> Dataset entries
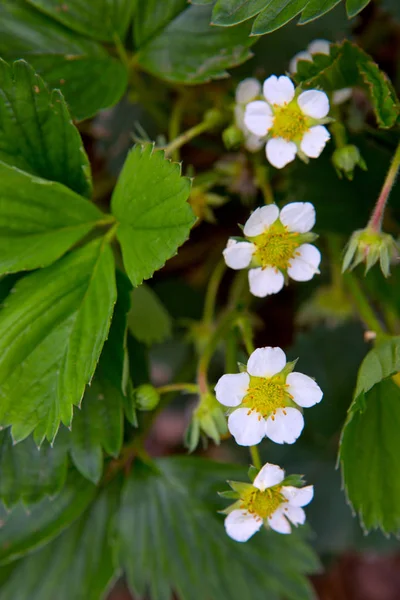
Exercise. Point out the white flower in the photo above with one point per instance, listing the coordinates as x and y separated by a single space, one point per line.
267 398
276 247
268 502
290 121
246 91
320 47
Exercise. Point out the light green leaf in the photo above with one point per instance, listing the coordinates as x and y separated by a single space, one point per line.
99 423
177 42
179 537
28 473
39 220
98 19
52 330
369 456
150 202
90 79
349 66
22 531
148 320
36 133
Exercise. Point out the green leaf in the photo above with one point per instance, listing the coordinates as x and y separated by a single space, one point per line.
88 76
148 320
98 19
179 537
28 473
52 330
99 423
150 201
37 134
24 531
349 66
180 45
369 456
39 220
77 565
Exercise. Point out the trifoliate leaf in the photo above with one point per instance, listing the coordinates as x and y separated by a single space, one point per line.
89 78
23 531
176 42
29 473
179 537
150 202
39 220
37 134
52 329
348 66
99 19
148 320
78 564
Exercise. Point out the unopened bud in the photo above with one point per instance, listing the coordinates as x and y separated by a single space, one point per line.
346 159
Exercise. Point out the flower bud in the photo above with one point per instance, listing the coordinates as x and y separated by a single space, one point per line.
346 159
369 246
147 397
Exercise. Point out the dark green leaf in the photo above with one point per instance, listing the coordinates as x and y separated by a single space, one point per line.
149 320
98 19
28 473
36 133
39 220
181 45
369 456
77 565
349 66
52 330
179 537
150 203
88 76
24 531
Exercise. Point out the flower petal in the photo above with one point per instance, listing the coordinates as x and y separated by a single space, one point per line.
238 255
240 525
314 141
280 152
260 220
266 362
264 282
298 496
314 103
297 58
295 514
319 47
284 426
247 90
231 389
341 96
268 476
278 523
258 117
305 391
298 216
248 428
278 90
305 263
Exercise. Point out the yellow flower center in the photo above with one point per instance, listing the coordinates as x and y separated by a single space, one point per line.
276 247
266 395
263 504
289 122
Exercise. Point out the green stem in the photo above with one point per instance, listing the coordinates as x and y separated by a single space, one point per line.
363 306
212 291
255 457
375 222
188 135
191 388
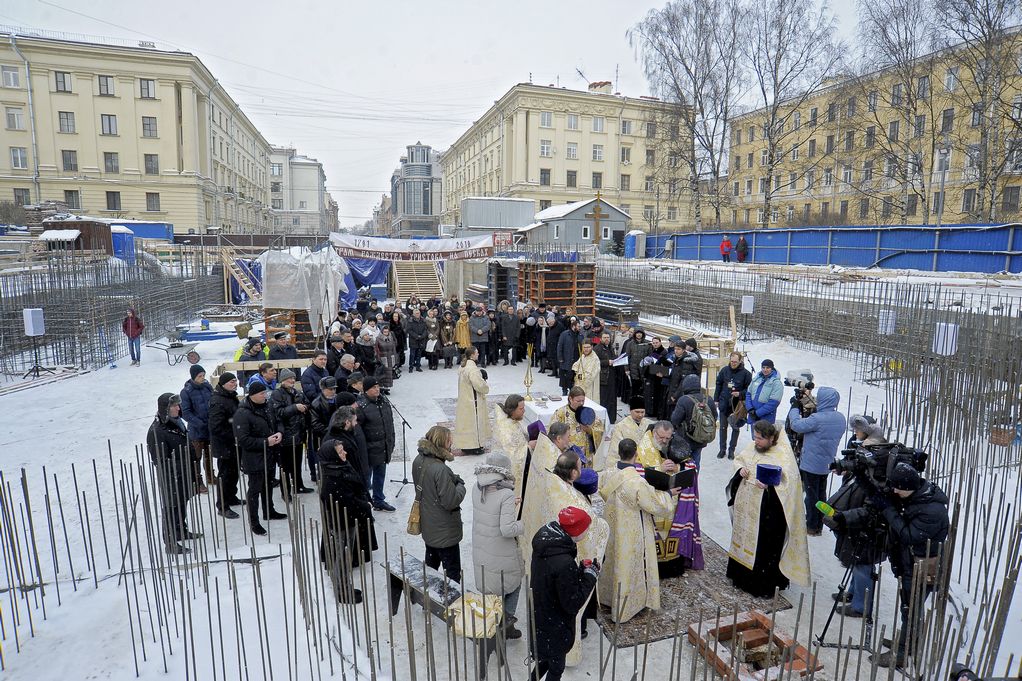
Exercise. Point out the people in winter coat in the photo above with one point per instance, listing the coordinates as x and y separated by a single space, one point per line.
132 327
195 410
313 374
732 383
688 403
415 328
349 533
823 430
168 445
223 404
376 418
764 394
258 437
495 528
560 589
439 492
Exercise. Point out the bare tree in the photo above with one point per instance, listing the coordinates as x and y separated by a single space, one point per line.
790 49
983 44
689 51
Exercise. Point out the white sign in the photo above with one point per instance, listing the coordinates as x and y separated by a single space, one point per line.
351 245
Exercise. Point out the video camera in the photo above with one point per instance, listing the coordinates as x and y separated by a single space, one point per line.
872 464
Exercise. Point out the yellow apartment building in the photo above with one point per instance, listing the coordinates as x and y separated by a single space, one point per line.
128 131
556 145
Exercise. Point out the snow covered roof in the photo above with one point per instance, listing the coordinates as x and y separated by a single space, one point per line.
59 235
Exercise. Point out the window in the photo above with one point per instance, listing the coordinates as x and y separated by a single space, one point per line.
950 79
969 200
18 157
15 118
108 124
947 120
896 95
66 121
920 128
61 81
11 77
1010 199
923 87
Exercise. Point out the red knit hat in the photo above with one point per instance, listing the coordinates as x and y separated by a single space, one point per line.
574 520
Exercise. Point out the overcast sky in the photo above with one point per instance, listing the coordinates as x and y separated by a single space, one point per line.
353 83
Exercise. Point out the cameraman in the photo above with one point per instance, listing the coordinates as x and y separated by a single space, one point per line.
918 526
822 432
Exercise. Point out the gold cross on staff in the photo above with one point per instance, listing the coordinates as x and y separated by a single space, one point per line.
596 215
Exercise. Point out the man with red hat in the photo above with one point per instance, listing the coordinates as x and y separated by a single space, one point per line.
561 586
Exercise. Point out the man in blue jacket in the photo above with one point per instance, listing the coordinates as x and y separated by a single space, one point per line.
823 432
764 394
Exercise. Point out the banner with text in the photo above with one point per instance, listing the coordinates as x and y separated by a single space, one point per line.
352 245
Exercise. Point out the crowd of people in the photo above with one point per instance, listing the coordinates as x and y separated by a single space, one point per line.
577 512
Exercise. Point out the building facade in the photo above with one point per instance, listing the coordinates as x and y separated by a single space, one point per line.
416 193
297 193
129 132
918 143
555 145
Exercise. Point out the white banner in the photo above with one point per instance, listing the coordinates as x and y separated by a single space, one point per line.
351 245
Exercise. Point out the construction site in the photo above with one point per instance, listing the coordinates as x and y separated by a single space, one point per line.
935 359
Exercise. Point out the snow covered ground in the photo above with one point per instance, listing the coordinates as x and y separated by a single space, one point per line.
107 411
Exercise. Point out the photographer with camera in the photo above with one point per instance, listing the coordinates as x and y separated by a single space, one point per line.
822 433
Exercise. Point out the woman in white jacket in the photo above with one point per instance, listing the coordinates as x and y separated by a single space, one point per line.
499 568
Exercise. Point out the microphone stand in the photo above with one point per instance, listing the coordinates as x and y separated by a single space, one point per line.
404 448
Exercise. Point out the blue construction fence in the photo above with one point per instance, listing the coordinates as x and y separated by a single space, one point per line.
975 247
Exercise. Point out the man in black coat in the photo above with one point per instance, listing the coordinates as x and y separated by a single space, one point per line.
223 404
289 408
168 445
376 418
258 436
560 589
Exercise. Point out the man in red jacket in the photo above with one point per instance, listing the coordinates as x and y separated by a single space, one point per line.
132 326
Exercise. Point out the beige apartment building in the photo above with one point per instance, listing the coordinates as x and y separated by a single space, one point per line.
556 145
129 131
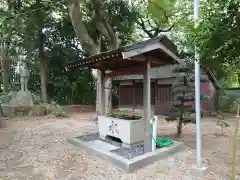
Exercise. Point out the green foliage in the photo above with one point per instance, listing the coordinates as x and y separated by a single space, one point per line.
216 38
227 102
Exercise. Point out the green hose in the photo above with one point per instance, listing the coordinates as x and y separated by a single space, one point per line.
161 142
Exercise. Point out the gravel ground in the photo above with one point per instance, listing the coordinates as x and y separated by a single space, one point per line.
36 149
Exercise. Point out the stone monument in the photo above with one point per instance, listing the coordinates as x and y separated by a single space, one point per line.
22 104
24 97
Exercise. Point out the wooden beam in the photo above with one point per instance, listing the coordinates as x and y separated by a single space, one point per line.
140 50
128 71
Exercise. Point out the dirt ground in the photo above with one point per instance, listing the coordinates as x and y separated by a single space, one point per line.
36 149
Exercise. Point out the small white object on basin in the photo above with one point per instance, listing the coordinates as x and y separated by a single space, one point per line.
129 131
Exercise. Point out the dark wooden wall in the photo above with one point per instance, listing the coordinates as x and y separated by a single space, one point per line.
132 95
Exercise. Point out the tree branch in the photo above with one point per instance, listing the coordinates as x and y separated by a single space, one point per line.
90 46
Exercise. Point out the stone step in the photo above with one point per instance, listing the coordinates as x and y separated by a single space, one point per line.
98 144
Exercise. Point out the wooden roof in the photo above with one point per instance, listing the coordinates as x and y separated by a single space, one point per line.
160 51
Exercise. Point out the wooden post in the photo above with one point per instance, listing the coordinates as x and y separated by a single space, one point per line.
101 93
134 98
108 94
147 107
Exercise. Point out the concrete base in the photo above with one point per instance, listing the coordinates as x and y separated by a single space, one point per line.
129 131
103 150
199 172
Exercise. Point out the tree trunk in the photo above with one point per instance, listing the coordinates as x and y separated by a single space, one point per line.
108 95
6 74
238 78
42 68
90 46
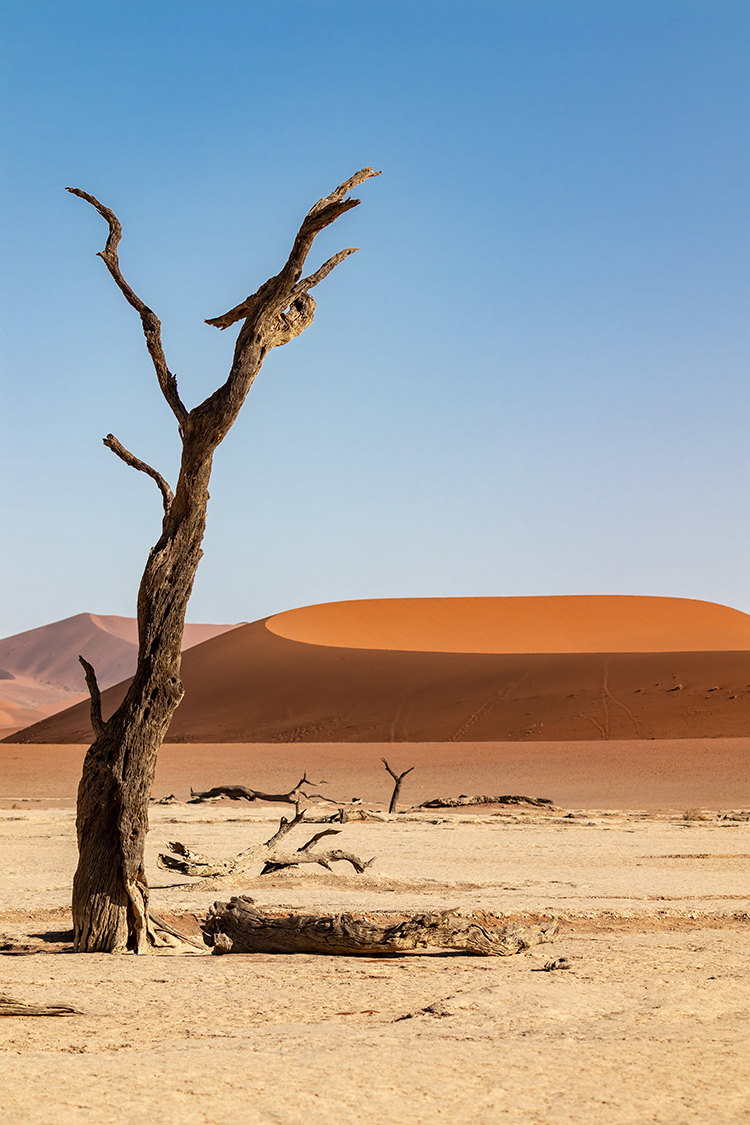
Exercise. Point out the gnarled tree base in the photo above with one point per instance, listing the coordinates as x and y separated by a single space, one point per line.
240 927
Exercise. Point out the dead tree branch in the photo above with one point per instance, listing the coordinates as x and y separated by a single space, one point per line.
152 326
110 891
397 788
242 792
11 1007
267 856
240 927
135 462
458 802
97 721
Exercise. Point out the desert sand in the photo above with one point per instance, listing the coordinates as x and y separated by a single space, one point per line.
574 623
648 1024
643 858
39 669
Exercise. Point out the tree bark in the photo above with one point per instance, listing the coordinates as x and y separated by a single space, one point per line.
240 927
110 892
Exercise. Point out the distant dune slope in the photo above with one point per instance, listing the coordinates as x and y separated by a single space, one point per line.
39 669
577 623
254 685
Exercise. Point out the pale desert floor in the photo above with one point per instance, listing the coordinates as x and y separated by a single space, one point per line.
649 1024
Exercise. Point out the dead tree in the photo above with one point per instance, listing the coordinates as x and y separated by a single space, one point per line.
240 927
110 893
397 788
243 793
268 856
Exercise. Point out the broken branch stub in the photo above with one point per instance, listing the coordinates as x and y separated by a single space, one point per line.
240 927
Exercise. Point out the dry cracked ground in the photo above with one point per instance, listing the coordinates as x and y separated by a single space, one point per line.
649 1023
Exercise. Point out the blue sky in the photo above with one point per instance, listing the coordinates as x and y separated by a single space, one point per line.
532 379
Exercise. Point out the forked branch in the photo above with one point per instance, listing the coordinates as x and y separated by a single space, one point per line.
243 793
267 856
97 721
397 788
152 326
278 293
135 462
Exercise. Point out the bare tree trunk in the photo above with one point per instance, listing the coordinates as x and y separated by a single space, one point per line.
110 893
397 788
240 927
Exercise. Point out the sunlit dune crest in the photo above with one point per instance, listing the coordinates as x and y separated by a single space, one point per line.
572 623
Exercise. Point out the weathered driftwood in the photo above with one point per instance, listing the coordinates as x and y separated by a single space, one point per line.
243 793
457 802
110 891
397 788
240 927
11 1007
268 856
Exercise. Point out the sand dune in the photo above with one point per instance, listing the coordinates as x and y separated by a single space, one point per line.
252 685
579 623
39 671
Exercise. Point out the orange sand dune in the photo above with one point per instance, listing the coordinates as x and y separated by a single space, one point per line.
39 669
579 623
625 774
251 685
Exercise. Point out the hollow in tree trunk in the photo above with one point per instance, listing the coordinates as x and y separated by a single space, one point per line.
110 892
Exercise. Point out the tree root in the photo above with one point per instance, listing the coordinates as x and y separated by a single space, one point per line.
240 927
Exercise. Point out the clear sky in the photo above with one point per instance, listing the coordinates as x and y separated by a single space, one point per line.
533 377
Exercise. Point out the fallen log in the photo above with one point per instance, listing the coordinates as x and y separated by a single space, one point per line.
240 927
457 802
268 856
11 1007
243 793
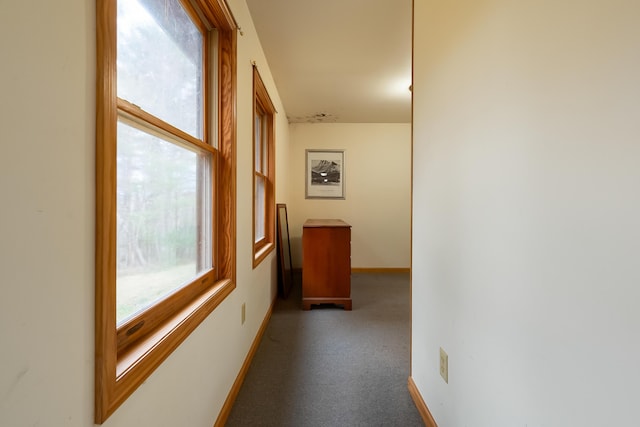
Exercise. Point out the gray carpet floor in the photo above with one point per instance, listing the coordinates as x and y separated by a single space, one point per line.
330 367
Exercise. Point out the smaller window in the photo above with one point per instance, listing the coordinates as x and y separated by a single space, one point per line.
263 171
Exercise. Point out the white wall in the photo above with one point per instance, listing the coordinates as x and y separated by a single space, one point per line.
526 211
47 117
377 188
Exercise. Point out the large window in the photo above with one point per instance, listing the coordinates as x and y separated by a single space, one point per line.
263 171
165 202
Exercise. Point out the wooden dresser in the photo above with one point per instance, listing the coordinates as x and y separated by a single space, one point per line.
326 263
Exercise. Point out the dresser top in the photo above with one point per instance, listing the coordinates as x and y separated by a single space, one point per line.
325 223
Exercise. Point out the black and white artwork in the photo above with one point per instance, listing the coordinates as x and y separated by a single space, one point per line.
325 174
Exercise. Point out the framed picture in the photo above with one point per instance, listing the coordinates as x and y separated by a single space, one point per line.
324 174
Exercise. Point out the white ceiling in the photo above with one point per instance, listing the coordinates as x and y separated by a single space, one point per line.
345 61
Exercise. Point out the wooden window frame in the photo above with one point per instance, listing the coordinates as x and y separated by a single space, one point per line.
125 356
262 106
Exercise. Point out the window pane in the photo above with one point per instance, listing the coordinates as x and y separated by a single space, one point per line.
160 62
260 208
163 226
258 143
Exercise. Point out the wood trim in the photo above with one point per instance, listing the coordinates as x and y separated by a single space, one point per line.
380 270
226 176
119 371
141 117
262 101
420 404
105 256
235 388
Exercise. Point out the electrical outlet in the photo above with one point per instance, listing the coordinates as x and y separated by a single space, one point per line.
444 365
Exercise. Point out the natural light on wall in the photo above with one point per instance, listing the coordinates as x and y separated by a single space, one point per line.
398 88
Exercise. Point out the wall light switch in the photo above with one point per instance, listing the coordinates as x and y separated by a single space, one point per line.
444 365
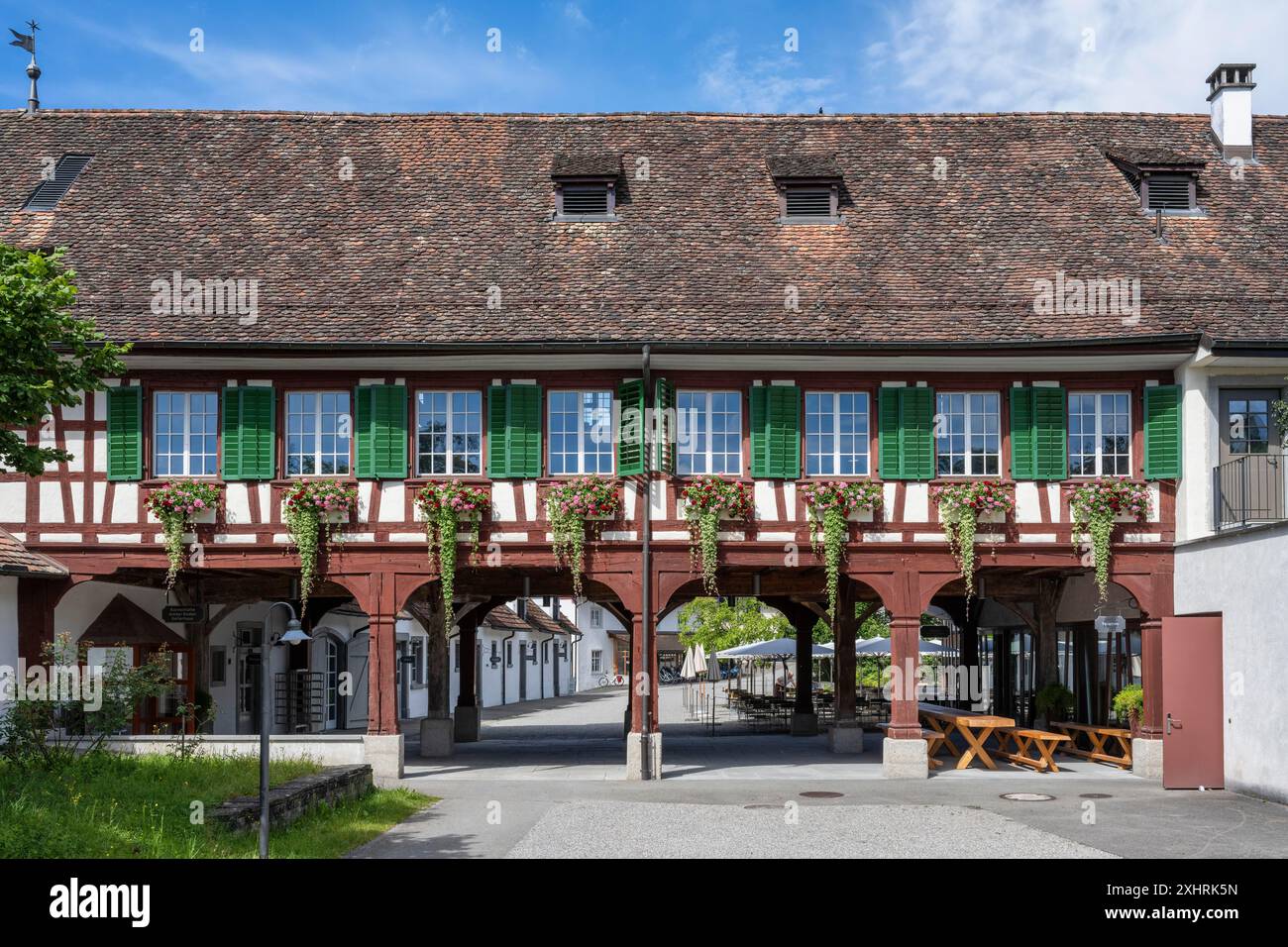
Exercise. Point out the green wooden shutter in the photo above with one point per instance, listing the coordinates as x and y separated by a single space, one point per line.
125 433
496 416
249 442
664 408
776 434
630 442
1038 434
380 425
906 436
1022 454
523 431
1162 432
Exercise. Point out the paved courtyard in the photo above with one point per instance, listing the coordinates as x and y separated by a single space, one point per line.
546 781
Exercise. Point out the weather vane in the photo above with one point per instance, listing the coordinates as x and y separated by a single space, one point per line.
27 43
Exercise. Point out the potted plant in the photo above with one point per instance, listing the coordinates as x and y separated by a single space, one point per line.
570 506
961 506
1095 506
443 506
706 501
831 504
313 512
1128 705
1054 701
178 505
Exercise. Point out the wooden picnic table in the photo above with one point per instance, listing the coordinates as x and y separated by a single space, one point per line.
975 728
1096 736
1024 742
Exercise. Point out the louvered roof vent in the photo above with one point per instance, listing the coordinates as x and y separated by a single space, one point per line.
51 192
809 187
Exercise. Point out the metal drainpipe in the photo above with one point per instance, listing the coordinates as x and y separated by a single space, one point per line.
645 604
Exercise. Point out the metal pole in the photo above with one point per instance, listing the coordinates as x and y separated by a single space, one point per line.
645 605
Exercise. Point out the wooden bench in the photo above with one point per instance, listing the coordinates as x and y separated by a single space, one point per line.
934 744
1024 741
1096 736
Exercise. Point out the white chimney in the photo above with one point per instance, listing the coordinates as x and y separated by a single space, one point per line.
1232 86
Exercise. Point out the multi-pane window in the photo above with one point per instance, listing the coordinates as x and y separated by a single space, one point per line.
1100 434
317 433
836 433
449 433
966 434
708 433
184 433
581 432
1249 425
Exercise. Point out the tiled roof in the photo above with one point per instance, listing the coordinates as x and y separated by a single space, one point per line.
441 208
16 560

> What is being asked
Above are the records; copy exactly the lines from the one with "Exercise. Point out the paved" through the final line.

> The answer
Exercise. Point out the paved courtyard in the photo above with one point per instance, listing the coordinates as x and y separated by a single space, one point per line.
546 781
Exercise. Point out the weather vane in the photo above with one point per instance, listing the coordinates as x and y separated by a single space, one point per line.
27 43
Exercise. Point out the potted plant in the photo above with one point per instance, listing the coordinates as x and y separated by a single space, one point per line.
570 506
961 506
1095 506
443 506
706 501
831 504
313 512
1128 705
1054 701
178 505
Exercise. Point out the wooden picnic table in the photo above with one point per instance, listing the coordinates as x and y separated by a single space, one point per line.
975 728
1096 736
1024 742
Exercise. Point out the louvered roof vent in the photo above with one point per instance, listing the coordinates as x and y separated by a single space, one point per line.
51 192
809 187
Exercise. Point out the metal drainpipe in the photo above with one point per instance, listing the coordinates as x and y separated by a single space, one point per line.
645 604
Exercise. Point out the metal pole in the photo above with one point per instance, listing the coordinates as x and y separated by a single space, one point per line.
645 605
Exercise. Point out the wooden bench in the photo above with one point per instance, listing the coordinates as x and y separated by a single space, one point per line.
934 744
1024 741
1096 736
Exercise. Point out the white chimney in the photo above with one point per instance, listing the coordinates as x and y separated by a single space, one point per line.
1232 86
Exercise. Point out the multi-pane window in the photo above with one point per instance, listing the coordinates as x and y separated by a single space, one point per line.
1100 434
317 433
836 433
449 433
966 434
708 433
184 433
581 432
1249 425
Exercise. Point out the tiled roof in the photo above with one point per instance, listing the coordinates as x and y separated by a single space, one point per line.
441 208
16 560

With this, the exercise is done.